Исходный текст:
Конечно, рядом с Христом всякий грешник, и для каждого своя духовная планка. Поэтому мы постараемся взглянуть на жизнь и творчество Ю. М. Нагибина с несколько другой стороны.
Вскормленный советской властью, легко и рано получивший доступ к возможности публиковаться и этим неплохо зарабатывать, любитель женщин и выпивки, не сидевший… У него не было той мощной протестной пружины, какая вознесла Солженицына. Но у него, на мой взгляд, был свой путь, поиск своего, пусть и не сопоставимого с солженицынским, призвания. Глаза его открывались постепенно. Как человек наблюдательный и к тому же имеющий возможность выезжать за границу, Нагибин не мог не видеть происходящего. Может быть, поэтому общественной, социальной и политической жизни он, как говорил, сторонился “из соображений гигиены”. Можно ли назвать такую позицию конформизмом? Не знаю. Может быть, это трезвое понимание своих сил? Всегда ли, везде ли и во всем ли мы сами готовы стоять прямо, не пригибаясь? Нагибину, в этом плане, тоже досталось: “прогрессивные” литературно-художественные кланы Евтушенко и Михалкова его отторгали. В друзьях у Нагибина был диссиденствующий Галич. В знакомых — Окуджава, Высоцкий… Он был рядом с ними, но не совсем, что ли, из их породы… У Нагибина, кстати, в этом плане моральным авторитетом и примером прямохождения был проведший много времени в лагерях и ссылках его собственный отец (отчим), до которого он не дотягивал:
“…Благодаря ему я узнал столько боли всех оттенков и родов, сколько мне не причинили все остальные люди, вместе взятые. Это единственная основа моего душевного опыта. Всё остальное во мне — дрянь, мелочь”. “Сам он был как алмаз, который можно надрезать только алмазом, но перед которым бессильны все самые мощные и грубые орудия из железа и стали. А я не был алмазом, я принадлежал к несчастному и нечистому поколению, родившемуся после революции: порядочный в меру сил, стойкий в меру сил, добрый в меру сил, иными словами, на самом краю способный к выбору между гибелью и предательством. Для отца такого выбора не существовало, он знал только гибель. Вот почему был он так целен и душевно необорим” (“Встань и иди”).

Исходные материалы:
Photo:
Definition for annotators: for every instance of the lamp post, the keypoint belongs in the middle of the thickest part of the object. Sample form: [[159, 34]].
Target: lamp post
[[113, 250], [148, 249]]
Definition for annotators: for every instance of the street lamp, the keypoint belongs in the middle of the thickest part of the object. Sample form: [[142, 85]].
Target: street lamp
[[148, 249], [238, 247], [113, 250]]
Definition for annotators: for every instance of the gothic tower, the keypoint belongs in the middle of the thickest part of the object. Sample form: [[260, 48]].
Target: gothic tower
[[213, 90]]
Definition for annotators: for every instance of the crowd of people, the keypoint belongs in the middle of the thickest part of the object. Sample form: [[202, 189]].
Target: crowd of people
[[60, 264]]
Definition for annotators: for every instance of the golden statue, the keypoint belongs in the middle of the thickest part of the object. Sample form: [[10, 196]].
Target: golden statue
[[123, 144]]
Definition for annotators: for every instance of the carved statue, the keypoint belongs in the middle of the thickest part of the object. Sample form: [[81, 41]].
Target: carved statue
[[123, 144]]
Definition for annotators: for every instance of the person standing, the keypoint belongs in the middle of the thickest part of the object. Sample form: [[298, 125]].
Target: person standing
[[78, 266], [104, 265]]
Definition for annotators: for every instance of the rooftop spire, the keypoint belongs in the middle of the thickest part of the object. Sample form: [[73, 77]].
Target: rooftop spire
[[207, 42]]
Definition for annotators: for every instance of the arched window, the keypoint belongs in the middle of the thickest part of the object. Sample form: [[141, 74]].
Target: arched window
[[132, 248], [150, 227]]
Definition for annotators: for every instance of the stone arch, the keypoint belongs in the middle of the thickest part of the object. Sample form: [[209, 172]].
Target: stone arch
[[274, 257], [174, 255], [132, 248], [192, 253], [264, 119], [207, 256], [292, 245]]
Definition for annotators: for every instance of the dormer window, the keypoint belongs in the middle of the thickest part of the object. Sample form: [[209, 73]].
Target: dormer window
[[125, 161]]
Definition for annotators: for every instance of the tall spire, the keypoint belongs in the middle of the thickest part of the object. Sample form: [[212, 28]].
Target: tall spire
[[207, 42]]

Ваши задания:
**a.** Определите, соответствуют ли тексту о Нагибине следующие утверждения: (i) Галич был среди друзей Нагибина; (ii) Нагибин охотно участвовал в общественной и политической жизни; (iii) перед отцом не стоял выбор между гибелью и предательством. На каждое ответьте «да» или «нет» и приведите решающие слова текста в точности.
**b.** Перепишите без изменений фрагмент текста о Нагибине, который открывают слова «Конечно, рядом с», а завершают слова «несколько другой стороны.».
**c.** Подхватите текст о Нагибине и продолжите его после последнего приведенного предложения.
Материалы для работы не понадобятся.

Ответы по заданиям:
**a.**
(i) Да: «В друзьях у Нагибина был диссиденствующий Галич».
(ii) Нет: «общественной, социальной и политической жизни он, как говорил, сторонился “из соображений гигиены”».
(iii) Да: «Для отца такого выбора не существовало, он знал только гибель».

**b.**
Конечно, рядом с Христом всякий грешник, и для каждого своя духовная планка. Поэтому мы постараемся взглянуть на жизнь и творчество Ю. М. Нагибина с несколько другой стороны.

**c.**
Можно ли считать Нагибина, как говорили, литературным халтурщиком? Конечно, мы привыкли, что в России “поэт больше, чем поэт” и занятие литературой — это что-то сакральное. Но есть в писательстве и сугубо прагматическо-профессиональный аспект: в газетах в советское время, хоть и вынуждено, работали М. Булгаков и С. Довлатов, можно писать на заданную тему, на заказ. Когда твое творчество востребовано, это ли не радость для пишущего человека? Или же с любым, кто заигрывает с властью и деньгами, происходит то, что произошло с персонажем гоголевской повести “Портрет”, когда художник утратил талант? Пожалуй, выход из профессии, молчальничество (в смысле прекращение творчества) и недопустимые этические компромиссы одинаково опасны для творческого человека.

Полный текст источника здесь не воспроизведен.